NY帰還の『フローズン・サマー』は過去シリーズと何が違う?
最新作『ゴーストバスターズ/フローズン・サマー』は、フィービー(マッケナ・グレイス)、トレヴァー(フィン・ウォルフハード)、キャリー、そしてキャリーの新しいパートナーでフィービーたちの教師だったゲイリー、さらに兄妹の友達で前回の騒動に巻き込まれたラッキーやポッドキャストらがNYに移り住み、ゴーストバスターズとしての活動を再開している、というところから始まります。
このゴーストバスターズは旧ゴーストバスターズのメンバーであり、いまでは成功した資産家となったウィンストンのバックアップをうけています。受付嬢だったジャニーンも新ゴーストバスターズをサポート。さらにヴェンクマン博士は研究を続け、スタンツ博士は怪しげなオカルト書店を経営しています(いまだにマシュマロマンに憑りつかれている)。
一方、現在のNY市長ペッグは、役人だった1984年の時にヴェンクマン博士たちに恥をかかされて以来、ゴーストバスターズのことを恨んでいます。こうした状況の中、20世紀の初頭にNYに恐怖の現象を巻き起こした、暗黒神ガラッカが復活。ガラッカは恐怖の冷気を使う恐ろしい相手です。
前作『アフター・ライフ』も楽しい作品でしたが、やはりゴーストバスターズはNYにいるお化け退治という設定が秀逸。なので今回はホームタウンであるNYに戻ってきてくれたことが嬉しい。ただ初期2作との一番大きな違いは、主人公がフィービーだということです。
****************
» **やること**: 上の『フローズン・サマー』の記事から、「最新作『ゴーストバスターズ/」で始まって「というところから始まります。」まで続く部分を、一字も変えずに書き写してください。

» **手元のエントリー**:
****************
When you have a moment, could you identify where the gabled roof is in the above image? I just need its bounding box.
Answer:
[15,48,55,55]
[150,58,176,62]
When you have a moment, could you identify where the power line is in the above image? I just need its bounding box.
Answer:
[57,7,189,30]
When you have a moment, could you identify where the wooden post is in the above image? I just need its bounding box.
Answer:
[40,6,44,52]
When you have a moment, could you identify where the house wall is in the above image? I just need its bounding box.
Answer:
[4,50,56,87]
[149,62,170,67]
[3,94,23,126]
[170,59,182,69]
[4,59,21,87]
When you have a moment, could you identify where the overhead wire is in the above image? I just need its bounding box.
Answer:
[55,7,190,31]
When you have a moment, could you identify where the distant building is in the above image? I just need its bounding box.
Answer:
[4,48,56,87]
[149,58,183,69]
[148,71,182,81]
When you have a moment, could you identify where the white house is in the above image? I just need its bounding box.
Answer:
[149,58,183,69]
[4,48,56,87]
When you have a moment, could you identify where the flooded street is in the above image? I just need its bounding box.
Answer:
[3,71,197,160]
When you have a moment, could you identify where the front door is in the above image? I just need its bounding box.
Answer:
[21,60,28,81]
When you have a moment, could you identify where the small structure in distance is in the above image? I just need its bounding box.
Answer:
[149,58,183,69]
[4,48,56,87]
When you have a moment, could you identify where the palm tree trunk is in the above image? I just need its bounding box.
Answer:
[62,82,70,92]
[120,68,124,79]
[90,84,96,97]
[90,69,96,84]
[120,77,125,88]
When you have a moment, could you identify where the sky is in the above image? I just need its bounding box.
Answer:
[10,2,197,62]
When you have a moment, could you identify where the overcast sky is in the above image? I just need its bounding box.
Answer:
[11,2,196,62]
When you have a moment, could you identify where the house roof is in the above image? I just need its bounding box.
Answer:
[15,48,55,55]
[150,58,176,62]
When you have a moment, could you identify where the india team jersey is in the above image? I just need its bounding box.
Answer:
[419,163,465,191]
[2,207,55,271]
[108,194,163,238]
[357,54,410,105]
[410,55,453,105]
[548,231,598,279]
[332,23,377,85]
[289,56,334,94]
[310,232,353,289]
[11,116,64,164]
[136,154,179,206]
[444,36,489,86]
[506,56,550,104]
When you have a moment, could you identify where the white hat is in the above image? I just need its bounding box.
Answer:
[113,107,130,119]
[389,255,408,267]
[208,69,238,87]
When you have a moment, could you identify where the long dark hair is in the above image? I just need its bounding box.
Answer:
****************
» **答え**:
最新作『ゴーストバスターズ/フローズン・サマー』は、フィービー(マッケナ・グレイス)、トレヴァー(フィン・ウォルフハード)、キャリー、そしてキャリーの新しいパートナーでフィービーたちの教師だったゲイリー、さらに兄妹の友達で前回の騒動に巻き込まれたラッキーやポッドキャストらがNYに移り住み、ゴーストバスターズとしての活動を再開している、というところから始まります。